SOURCE MATERIAL –
+++
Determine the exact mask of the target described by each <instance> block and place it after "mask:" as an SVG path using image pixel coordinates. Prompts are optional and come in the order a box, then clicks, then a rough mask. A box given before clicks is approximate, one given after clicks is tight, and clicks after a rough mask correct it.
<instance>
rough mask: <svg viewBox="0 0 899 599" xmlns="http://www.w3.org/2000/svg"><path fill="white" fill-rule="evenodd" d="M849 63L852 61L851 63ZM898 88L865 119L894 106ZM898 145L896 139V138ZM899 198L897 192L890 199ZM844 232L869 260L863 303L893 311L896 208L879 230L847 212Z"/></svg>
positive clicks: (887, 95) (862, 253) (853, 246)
+++
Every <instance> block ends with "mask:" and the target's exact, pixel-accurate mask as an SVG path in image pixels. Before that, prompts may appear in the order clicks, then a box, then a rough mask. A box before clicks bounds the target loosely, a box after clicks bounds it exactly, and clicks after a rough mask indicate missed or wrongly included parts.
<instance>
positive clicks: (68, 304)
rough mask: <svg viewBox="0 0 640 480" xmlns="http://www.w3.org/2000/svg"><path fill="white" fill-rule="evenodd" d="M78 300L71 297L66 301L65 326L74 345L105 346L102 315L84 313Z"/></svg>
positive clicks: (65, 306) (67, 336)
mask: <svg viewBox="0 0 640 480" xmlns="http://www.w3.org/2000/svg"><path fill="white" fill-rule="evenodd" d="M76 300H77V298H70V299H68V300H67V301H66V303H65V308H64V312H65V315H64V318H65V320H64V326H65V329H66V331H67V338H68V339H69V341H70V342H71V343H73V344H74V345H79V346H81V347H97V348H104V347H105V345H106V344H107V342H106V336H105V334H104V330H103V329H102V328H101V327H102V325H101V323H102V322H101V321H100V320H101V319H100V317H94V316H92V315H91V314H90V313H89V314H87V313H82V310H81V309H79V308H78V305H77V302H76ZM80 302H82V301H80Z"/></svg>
+++
INSTRUCTIONS TO FOLLOW –
Only the lines above starting at the one containing "positive clicks: (68, 304)" and ending at the one containing "300L71 297L66 301L65", both included, are to be returned, exactly as they read.

YOUR SOLUTION –
positive clicks: (68, 304)
rough mask: <svg viewBox="0 0 640 480" xmlns="http://www.w3.org/2000/svg"><path fill="white" fill-rule="evenodd" d="M78 300L71 297L66 301L65 326L74 345L105 346L102 315L84 313Z"/></svg>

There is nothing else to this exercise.